* _TRY IT_: Extract from the Hunter Biden interview article the passage starting at "Through it all, Hunter" and ending at "sister, Ashley, 39.", copied word for word.

Hunter Biden is speaking out about his past relationship with his late brother, Beau’s, wife. While promoting his memoir, Beautiful Things, on CBS Sunday Morning, the 51-year-old son of President Joe Biden and the late Neilia Biden opened up about his past relationship with Beau’s widow, Hallie.
Beau died in 2015 at age 46 after a battle with brain cancer. Hunter split from his wife, Kathleen, months after Beau’s death. Hunter and Hallie were romantically linked in 2017.
“I think people were confused by it. And I understand that. I mean, I really do,” Hunter said. “To me, it’s not something that is difficult to explain. Because it came out of a real, overwhelming grief that we both shared.”
“We were together, and trying to do the right thing,” he continued. “That grief turned into a hope for a love that maybe could replace what we lost.”
As a result of his relationship with Hallie, Hunter said he lost clients and business, and had to step down from the board of directors of World Food Program U.S.
“I made a lot of decisions that I probably shouldn’t have made,” Hunter said. “There was a lot more compassion and understanding from the people that knew me. But it was a horrible time, too.”
Hunter noted that the relationship with Hallie “didn’t work.” He went on to tie the knot with South African film producer Melissa Cohen in May 2019. They welcomed a son named Beau in 2020.
Through it all, Hunter said he’s remained close to his dad, who usually “calls me right before he goes to bed, just to tell me he loves me.”
“We talk at least every night. By the way, not only does he talk to me every night, he calls every one of my daughters and he talks to each of them every day. He talks to me and I know that he talks to my sister,” Hunter said of his daughters — Naomi, 27, Finnegan, 21, and Maisy, 20 — and his sister, Ashley, 39.
Getting the daily phone calls from his dad, Hunter said, is nothing new.
“He’s always done that. I mean, always. He talks to each one of us,” he said. “But I’ll tell you why… Because he, like me, knows what it’s like not to be able to pick up the phone and talk to your son.”

* _INFORMATION GIVEN_:
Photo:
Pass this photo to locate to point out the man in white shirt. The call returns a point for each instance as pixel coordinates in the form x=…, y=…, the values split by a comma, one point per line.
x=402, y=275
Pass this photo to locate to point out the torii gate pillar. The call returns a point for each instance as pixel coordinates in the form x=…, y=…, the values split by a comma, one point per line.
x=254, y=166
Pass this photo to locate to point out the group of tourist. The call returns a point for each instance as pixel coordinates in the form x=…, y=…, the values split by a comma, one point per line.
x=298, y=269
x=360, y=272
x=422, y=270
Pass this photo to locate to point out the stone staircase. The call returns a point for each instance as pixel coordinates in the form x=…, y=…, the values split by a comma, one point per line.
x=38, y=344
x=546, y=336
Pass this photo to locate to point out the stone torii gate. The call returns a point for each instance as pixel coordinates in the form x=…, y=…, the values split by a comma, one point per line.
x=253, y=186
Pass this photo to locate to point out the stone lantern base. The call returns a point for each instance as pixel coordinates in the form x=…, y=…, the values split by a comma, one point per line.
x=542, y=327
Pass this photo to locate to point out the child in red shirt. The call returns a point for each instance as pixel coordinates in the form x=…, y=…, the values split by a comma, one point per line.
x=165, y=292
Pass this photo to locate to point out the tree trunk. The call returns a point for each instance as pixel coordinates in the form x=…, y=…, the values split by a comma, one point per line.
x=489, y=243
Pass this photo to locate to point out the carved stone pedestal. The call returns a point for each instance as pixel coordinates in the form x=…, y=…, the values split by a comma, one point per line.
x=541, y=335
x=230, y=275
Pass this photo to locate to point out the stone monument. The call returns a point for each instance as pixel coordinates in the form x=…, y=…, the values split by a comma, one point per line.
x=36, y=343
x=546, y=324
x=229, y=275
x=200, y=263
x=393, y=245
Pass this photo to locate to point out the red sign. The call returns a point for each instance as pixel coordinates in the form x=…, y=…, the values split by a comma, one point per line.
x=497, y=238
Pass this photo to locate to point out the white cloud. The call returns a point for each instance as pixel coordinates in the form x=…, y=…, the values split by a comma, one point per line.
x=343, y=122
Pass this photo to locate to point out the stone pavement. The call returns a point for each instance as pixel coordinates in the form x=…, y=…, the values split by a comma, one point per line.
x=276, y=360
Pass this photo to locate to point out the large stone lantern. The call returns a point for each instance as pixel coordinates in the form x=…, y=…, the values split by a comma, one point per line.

* _THE COMPLETED TASK_:
Through it all, Hunter said he’s remained close to his dad, who usually “calls me right before he goes to bed, just to tell me he loves me.”
“We talk at least every night. By the way, not only does he talk to me every night, he calls every one of my daughters and he talks to each of them every day. He talks to me and I know that he talks to my sister,” Hunter said of his daughters — Naomi, 27, Finnegan, 21, and Maisy, 20 — and his sister, Ashley, 39.